PASSAGE:
A situation where even when all receptors are occupied by an antagonist, the agonist still produces a partial response. This is because extra receptors are available, like a backup plan.

Reduced Maximal Response

The maximum response of a drug is reduced in the presence of an antagonist. This is often observed in non-competitive antagonism.

Insurmountable Block

When an antagonist binds to a receptor, it might prevent the agonist from causing its full effect, even if the agonist is at a high concentration.

Phaeochromocytoma

A tumor that produces and releases large amounts of adrenaline (epinephrine). This can lead to high blood pressure and heart rate.

Phenoxybenzamine

A drug that blocks the action of adrenaline by binding to alpha-adrenergic receptors. It's used to manage phaeochromocytoma.

Picrotoxin

Picrotoxin is a drug that blocks the flow of chloride ions through GABAa receptors. It acts from the inside of the channel, preventing the receptors from working properly.

Study Notes

Pharmacology Outline

• Pharmacology is the study of drug-body interactions
• It involves drug actions on the body and the body's actions on the drug

Drug-Receptor Concepts

• Drugs interact with biological systems by mimicking or affecting natural chemical messengers (e.g., neurotransmitters, hormones)

RECORD EXCERPTS:
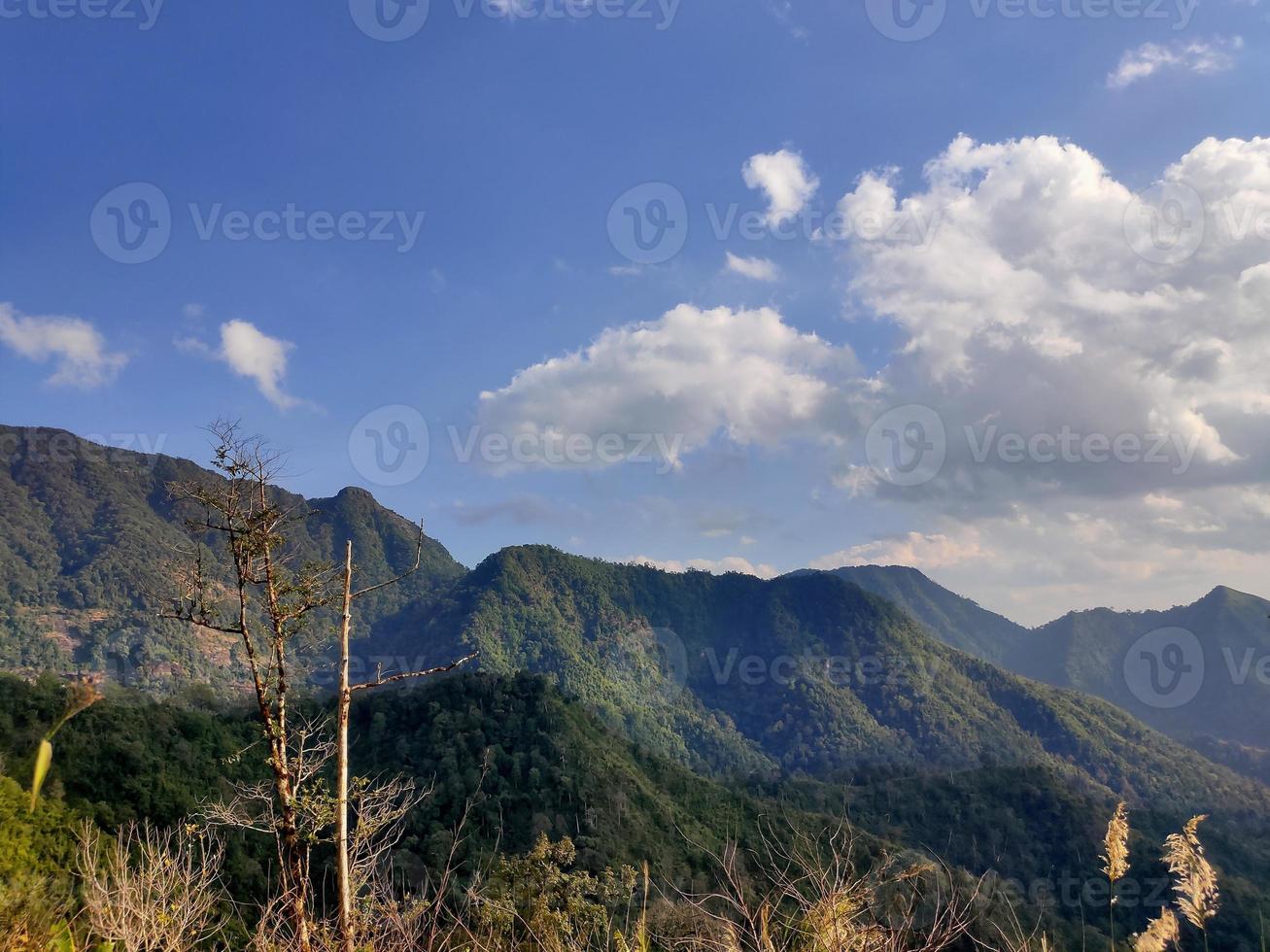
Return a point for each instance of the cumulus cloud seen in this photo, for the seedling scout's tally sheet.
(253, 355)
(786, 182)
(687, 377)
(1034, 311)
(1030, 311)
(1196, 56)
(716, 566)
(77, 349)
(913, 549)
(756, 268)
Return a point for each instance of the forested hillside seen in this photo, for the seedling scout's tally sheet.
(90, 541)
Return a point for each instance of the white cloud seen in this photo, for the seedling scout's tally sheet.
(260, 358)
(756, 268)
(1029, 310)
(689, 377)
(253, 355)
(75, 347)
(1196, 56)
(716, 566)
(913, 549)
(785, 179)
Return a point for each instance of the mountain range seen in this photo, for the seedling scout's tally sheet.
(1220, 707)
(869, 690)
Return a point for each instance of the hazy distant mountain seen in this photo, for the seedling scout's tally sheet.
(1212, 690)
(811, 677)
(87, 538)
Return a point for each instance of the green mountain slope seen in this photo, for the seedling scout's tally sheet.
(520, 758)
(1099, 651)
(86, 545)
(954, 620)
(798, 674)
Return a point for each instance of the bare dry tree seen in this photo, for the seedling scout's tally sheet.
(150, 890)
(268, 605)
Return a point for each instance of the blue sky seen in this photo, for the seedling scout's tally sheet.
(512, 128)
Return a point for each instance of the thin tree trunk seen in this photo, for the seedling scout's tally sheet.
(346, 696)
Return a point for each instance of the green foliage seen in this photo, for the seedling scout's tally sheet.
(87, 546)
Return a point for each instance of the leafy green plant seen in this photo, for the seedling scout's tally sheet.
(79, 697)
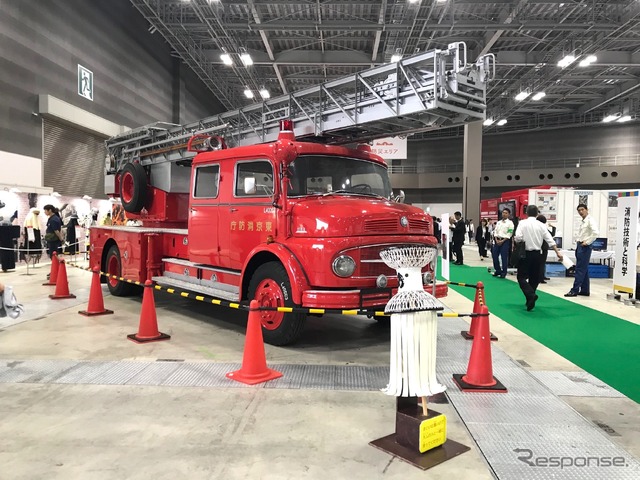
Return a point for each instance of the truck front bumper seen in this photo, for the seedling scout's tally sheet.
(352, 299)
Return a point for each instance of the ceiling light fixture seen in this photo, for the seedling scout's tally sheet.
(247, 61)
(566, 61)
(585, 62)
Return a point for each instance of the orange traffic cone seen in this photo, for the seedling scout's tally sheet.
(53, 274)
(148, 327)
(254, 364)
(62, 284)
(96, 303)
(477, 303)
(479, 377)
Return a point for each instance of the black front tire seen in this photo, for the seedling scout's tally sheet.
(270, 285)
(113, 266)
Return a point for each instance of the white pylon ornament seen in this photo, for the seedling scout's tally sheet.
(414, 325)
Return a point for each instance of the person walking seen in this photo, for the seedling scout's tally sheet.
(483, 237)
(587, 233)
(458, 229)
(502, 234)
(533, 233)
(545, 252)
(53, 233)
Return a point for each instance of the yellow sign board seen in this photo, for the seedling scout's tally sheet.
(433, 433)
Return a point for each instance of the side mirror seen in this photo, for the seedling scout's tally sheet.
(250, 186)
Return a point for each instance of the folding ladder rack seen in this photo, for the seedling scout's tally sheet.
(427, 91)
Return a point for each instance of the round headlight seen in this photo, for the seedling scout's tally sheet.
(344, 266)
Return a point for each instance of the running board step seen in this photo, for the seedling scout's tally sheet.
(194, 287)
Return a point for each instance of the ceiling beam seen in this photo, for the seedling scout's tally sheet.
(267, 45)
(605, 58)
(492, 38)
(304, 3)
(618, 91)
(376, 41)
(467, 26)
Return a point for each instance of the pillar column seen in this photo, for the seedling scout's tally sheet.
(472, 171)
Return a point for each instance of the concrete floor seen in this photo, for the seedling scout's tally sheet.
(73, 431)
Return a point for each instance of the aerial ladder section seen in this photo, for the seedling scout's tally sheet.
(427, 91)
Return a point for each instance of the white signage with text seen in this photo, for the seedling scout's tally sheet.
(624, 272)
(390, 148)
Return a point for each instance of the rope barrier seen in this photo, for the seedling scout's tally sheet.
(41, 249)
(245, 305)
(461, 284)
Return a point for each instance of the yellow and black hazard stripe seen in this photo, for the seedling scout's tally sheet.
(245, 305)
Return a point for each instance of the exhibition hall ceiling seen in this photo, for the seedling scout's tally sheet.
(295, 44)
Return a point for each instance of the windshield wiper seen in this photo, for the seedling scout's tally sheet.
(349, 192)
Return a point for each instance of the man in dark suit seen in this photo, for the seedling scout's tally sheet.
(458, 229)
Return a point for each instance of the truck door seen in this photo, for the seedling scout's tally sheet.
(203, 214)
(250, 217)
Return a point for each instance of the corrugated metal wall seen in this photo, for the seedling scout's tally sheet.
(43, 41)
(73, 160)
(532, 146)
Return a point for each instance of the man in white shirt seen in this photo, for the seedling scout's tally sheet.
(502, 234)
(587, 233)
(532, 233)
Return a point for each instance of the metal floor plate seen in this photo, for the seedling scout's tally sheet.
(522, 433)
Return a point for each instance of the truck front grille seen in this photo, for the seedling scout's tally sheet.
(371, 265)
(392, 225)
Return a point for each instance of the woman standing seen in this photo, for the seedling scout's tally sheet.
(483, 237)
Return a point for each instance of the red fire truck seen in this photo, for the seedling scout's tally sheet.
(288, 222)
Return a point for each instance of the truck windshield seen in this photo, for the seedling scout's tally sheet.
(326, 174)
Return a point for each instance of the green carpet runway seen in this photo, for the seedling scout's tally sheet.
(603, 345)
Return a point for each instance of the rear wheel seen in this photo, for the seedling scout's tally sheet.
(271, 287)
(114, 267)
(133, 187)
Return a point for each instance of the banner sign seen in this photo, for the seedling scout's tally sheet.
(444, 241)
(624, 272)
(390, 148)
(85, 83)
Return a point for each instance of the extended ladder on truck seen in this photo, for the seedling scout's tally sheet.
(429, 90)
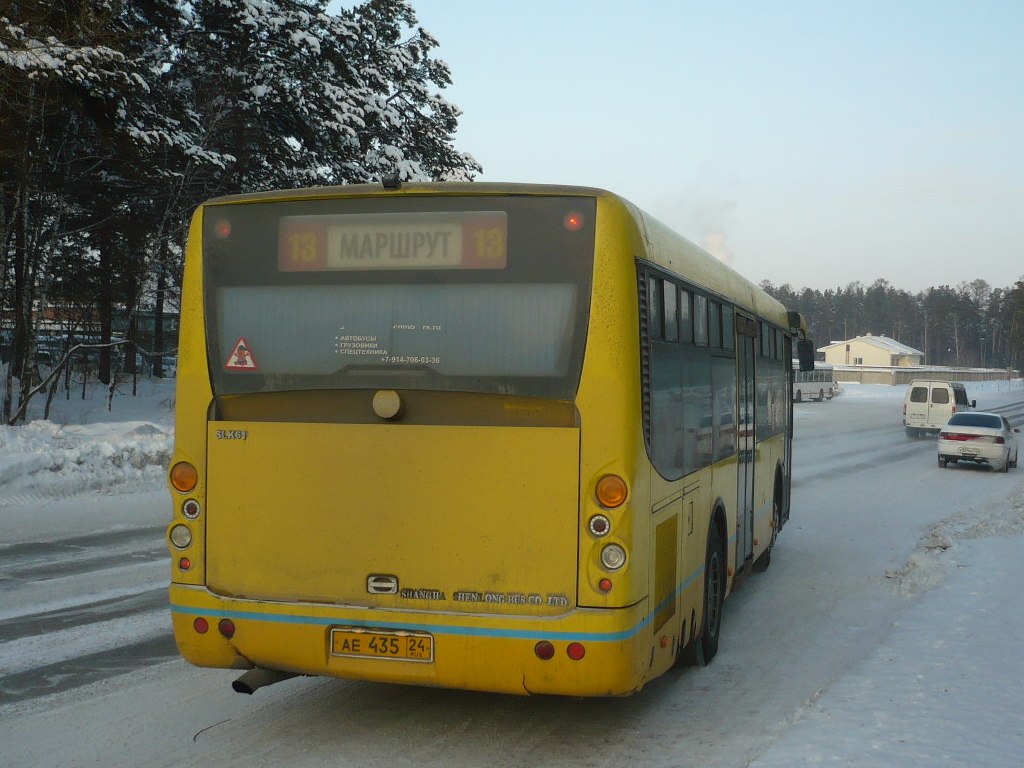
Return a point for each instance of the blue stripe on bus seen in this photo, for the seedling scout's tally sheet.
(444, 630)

* * *

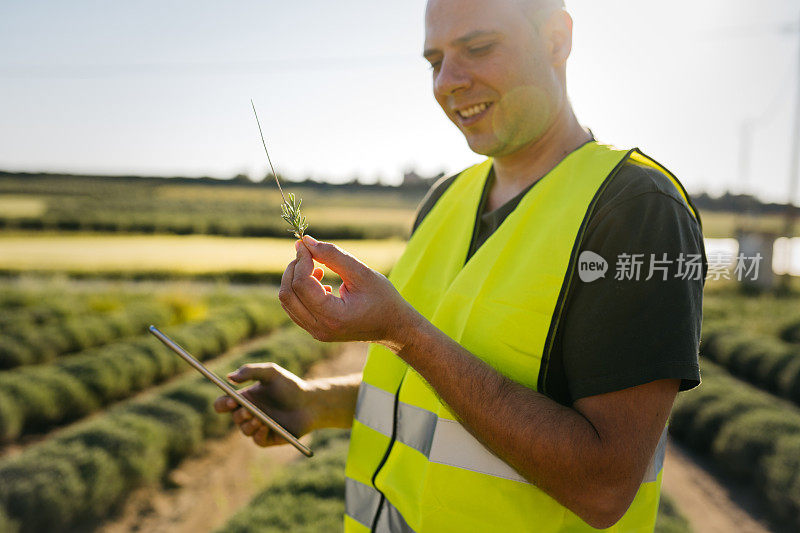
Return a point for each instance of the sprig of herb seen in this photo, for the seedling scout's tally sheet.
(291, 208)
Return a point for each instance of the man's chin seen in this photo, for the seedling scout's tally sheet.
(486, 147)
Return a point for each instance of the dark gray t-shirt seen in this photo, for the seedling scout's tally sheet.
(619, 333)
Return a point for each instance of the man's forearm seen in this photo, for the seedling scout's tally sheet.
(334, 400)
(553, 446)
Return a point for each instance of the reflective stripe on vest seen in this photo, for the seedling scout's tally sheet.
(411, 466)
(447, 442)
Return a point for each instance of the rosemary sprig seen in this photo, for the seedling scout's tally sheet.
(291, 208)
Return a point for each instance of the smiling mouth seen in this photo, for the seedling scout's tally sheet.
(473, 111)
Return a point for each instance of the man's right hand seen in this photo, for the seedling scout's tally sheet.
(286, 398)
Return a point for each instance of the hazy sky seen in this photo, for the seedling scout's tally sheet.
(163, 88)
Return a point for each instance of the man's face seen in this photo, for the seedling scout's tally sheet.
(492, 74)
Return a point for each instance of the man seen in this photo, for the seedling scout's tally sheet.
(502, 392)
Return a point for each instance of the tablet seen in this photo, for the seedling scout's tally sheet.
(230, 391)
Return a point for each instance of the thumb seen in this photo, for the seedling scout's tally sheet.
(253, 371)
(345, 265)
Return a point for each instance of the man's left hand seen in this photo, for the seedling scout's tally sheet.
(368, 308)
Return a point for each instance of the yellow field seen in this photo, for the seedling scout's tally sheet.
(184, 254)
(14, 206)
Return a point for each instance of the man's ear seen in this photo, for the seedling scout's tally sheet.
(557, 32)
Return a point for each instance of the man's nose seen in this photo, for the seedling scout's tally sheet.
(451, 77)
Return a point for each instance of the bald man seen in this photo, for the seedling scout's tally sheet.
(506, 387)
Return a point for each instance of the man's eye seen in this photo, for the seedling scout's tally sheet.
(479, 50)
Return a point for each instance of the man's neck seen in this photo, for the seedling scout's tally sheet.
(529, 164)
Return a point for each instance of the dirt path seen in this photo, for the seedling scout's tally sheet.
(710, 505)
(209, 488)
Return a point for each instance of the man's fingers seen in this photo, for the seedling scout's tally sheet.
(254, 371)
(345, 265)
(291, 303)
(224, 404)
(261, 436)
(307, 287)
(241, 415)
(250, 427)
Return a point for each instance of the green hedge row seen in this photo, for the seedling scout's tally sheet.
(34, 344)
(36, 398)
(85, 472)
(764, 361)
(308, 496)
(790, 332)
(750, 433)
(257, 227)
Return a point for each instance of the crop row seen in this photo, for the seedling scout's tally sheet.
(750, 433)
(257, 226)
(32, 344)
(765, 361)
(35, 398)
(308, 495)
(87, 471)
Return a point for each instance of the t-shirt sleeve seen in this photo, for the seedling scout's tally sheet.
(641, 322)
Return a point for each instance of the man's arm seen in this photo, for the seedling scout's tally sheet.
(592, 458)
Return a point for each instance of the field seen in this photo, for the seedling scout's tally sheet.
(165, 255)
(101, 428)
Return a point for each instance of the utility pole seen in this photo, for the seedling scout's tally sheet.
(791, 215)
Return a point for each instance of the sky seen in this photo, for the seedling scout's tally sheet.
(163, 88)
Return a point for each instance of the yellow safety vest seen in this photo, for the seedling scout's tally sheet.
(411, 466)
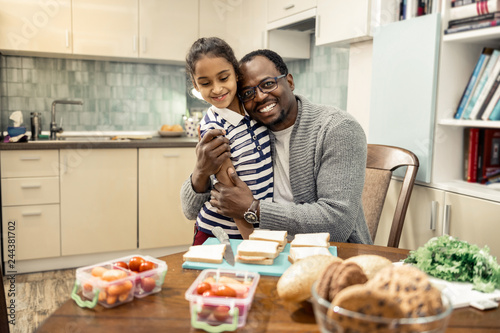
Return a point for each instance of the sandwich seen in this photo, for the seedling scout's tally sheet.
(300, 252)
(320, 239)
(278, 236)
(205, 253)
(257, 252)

==

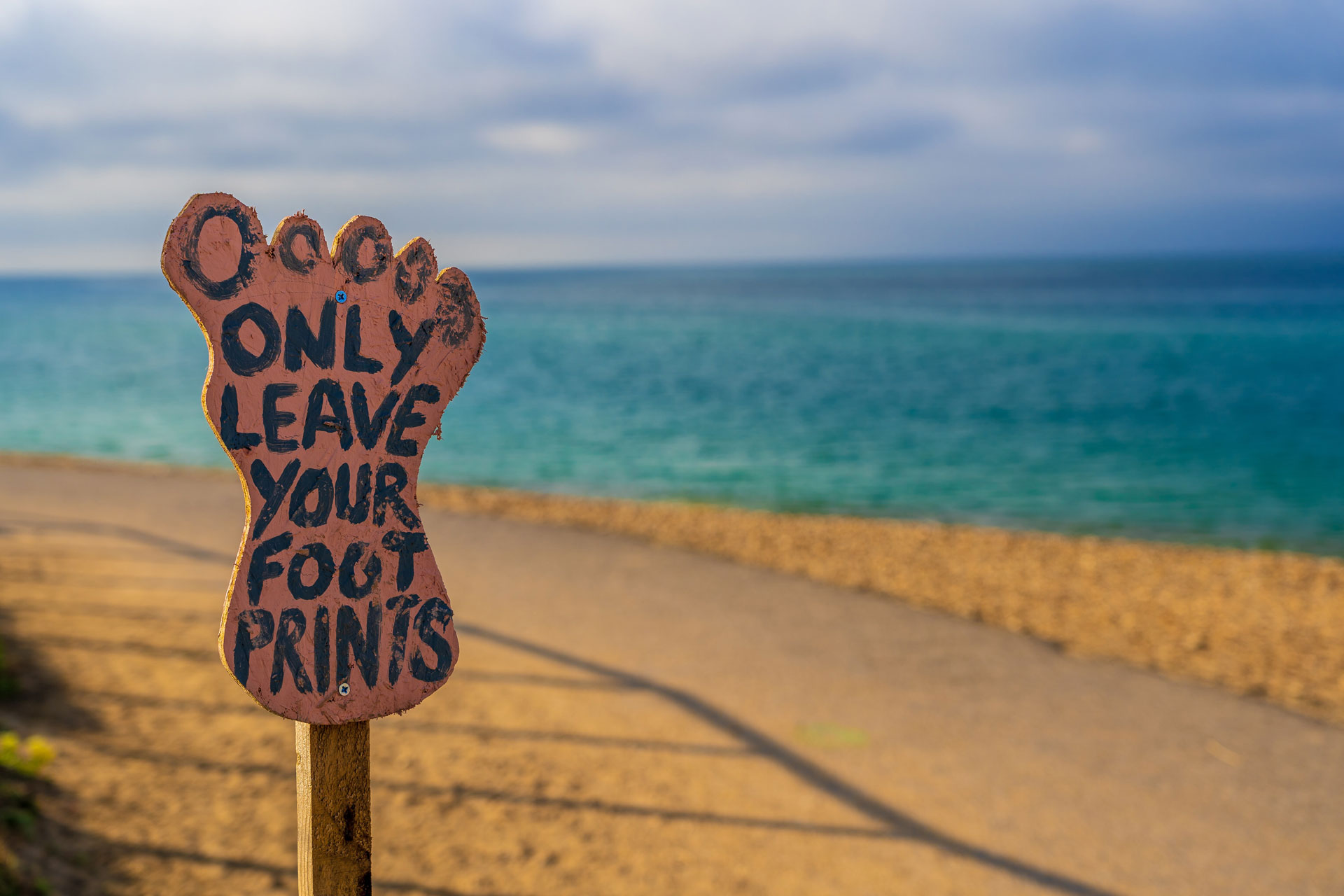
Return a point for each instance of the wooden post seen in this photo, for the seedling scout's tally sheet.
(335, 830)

WORK REQUEST 1:
In the pharmacology glossary, what does picrotoxin block the flow of?
WORK REQUEST 2:
In the pharmacology glossary, write out the part starting at "Insurmountable Block" and ending at "and heart rate.", with "tumor" replaced by "neoplasm".
WORK REQUEST 3:
Extend the pharmacology study notes past their last line.

ANSWER 1:
Chloride ions through GABAa receptors.

ANSWER 2:
Insurmountable Block

When an antagonist binds to a receptor, it might prevent the agonist from causing its full effect, even if the agonist is at a high concentration.

Phaeochromocytoma

A neoplasm that produces and releases large amounts of adrenaline (epinephrine). This can lead to high blood pressure and heart rate.

ANSWER 3:
• Two types of drug action exist:
  • Non-specific drug action involves simple physical or chemical reactions, such as antacids neutralizing acid, osmotic diuretics increasing solute content
  • Specific drug action involves drugs interacting with macromolecules/cellular targets (receptors)
• Receptors are protein or glycoprotein molecules whose configuration determines their role
• Drugs interact with receptors to form a drug-receptor complex, a reversible chemical reaction
• This interaction is governed by the law of mass action

Drug-Receptor Interactions

• The drug-receptor interaction is a reversible chemical reaction
• The fraction of receptors occupied by the drug depends on drug concentration and equilibrium dissociation constant(KD)
• The biological effect is directly proportional to the fraction of receptors occupied by the drug.

Drug Concentration-Effect Curve

• The maximal effect (Emax) occurs when all receptors are occupied.
• The graph shows a relationship between drug concentration and fractional receptor occupancy
• Relationship between drug concentration and maximal effect illustrated.
• The graph demonstrates a concentration-response curve showing increase of the response, the rate of response, and the maximum response

Log Drug Concentration

• Relationship between drug concentration and receptor occupancy is logarithmic.
• Four possible consequences of drug-receptor interactions may happen:
  • Mimic natural chemical messenger
  • Block natural chemical messenger
  • Influence the binding of a natural chemical messenger -Produce opposite effect of a natural chemical messenger.

Agonism and Antagonism

• Agonists bind to receptors, activate them, and elicit a biological response.
  • Full agonists produce the maximum possible response.
  • Partial agonists produce less than the maximum response.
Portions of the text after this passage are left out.